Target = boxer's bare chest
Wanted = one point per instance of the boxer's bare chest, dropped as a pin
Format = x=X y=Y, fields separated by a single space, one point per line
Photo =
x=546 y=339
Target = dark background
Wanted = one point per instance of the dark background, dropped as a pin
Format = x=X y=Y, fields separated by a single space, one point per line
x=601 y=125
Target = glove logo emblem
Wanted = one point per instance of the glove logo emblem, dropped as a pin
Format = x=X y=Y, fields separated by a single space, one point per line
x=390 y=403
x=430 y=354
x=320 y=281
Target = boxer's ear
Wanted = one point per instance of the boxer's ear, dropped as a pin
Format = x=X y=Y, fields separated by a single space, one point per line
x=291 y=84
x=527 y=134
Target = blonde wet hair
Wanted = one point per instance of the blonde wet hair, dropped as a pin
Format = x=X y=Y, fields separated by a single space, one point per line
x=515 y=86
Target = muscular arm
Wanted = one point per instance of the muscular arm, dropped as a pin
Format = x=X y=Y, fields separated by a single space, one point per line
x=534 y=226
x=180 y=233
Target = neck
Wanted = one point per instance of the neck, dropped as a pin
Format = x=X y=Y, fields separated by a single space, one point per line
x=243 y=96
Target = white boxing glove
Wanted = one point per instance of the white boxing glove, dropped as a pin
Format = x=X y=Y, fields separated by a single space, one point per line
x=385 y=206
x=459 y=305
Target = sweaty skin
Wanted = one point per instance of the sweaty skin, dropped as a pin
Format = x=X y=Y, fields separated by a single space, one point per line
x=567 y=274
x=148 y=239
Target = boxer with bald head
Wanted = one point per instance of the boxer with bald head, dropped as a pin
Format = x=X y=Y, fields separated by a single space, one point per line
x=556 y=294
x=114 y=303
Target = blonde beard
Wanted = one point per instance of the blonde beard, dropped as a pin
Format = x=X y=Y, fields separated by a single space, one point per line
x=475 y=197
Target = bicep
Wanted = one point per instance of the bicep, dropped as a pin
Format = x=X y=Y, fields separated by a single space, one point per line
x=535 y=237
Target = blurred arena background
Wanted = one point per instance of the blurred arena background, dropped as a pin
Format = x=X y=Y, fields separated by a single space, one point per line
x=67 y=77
= = = = =
▶ _Exercise prompt_
Lay out every line of the rows above as a numbered list, leaving out any blank lines.

▶ _Full solution_
1. Target = boxer's bare chest
2. Wanted = one point per instance of the boxer's bare chest, dropped as a pin
3. Format = x=X y=Y, fields separated by a single space, one point per line
4. Photo =
5. x=546 y=339
6. Target = dark background
7. Wanted = one point per instance of the dark background, dropped as a pin
8. Format = x=X y=Y, fields separated by a single space, one point per line
9. x=601 y=125
10. Target = glove logo emblem
11. Wanted = one point per instance of the glove logo emblem, dropped as a pin
12. Format = x=X y=Y, fields separated by a single space, one point per line
13. x=390 y=403
14. x=430 y=354
15. x=320 y=281
16. Target = boxer's ear
17. Wanted = one point per instance of the boxer's ear, dropped as a pin
18. Format = x=X y=Y, fields separated by a single space, one point per line
19. x=291 y=84
20. x=527 y=134
21. Target = blonde wet hair
22. Wanted = one point per instance of the blonde wet hair, dropped as a pin
23. Format = x=X y=Y, fields separated by a single space, one point per line
24. x=515 y=86
25. Target = muscular arm
26. Wanted = one point per instance of the muscular arm, dropped as a pin
27. Format = x=X y=Y, fields separated by a single space, one point per line
28. x=534 y=226
29. x=180 y=233
30. Target = neck
31. Wanted = one point per instance of the neck, dropped as a pin
32. Format = x=X y=Y, fields separated by a single space, one point per line
33. x=243 y=96
34. Target = white boxing glove
35. Wanted = one point per instance of the white boxing glove, dropped as a pin
36. Format = x=X y=Y, fields separated by a single space, one point per line
37. x=385 y=206
38. x=459 y=305
39. Target = sweaty skin
40. Wanted = one point per instance of the sweaty skin, dropped as a pin
41. Format = x=X y=Y, fields separated by a single space, one point per line
42. x=567 y=274
43. x=148 y=239
44. Target = boxer with bald head
45. Wanted = one point per instance of the boxer with bald head, dropped as a pin
46. Format = x=X y=Y, fields separated by a single space, one point per line
47. x=556 y=294
48. x=114 y=303
49. Target = blonde beard
50. Wanted = one point per instance of the blonde beard, dropped as a pin
51. Format = x=X y=Y, fields separated by a single space, one point per line
52. x=475 y=197
53. Target = bicep
54. Wanted = one point per instance of the bicep, dropped as a pin
55. Format = x=X y=Y, fields separated by a single space, one point per line
56. x=535 y=237
57. Target = blurred arena background
58. Wanted = one point per instance of the blurred arena background, dropped as a pin
59. Format = x=X y=Y, fields separated by a single space, one point per line
60. x=67 y=77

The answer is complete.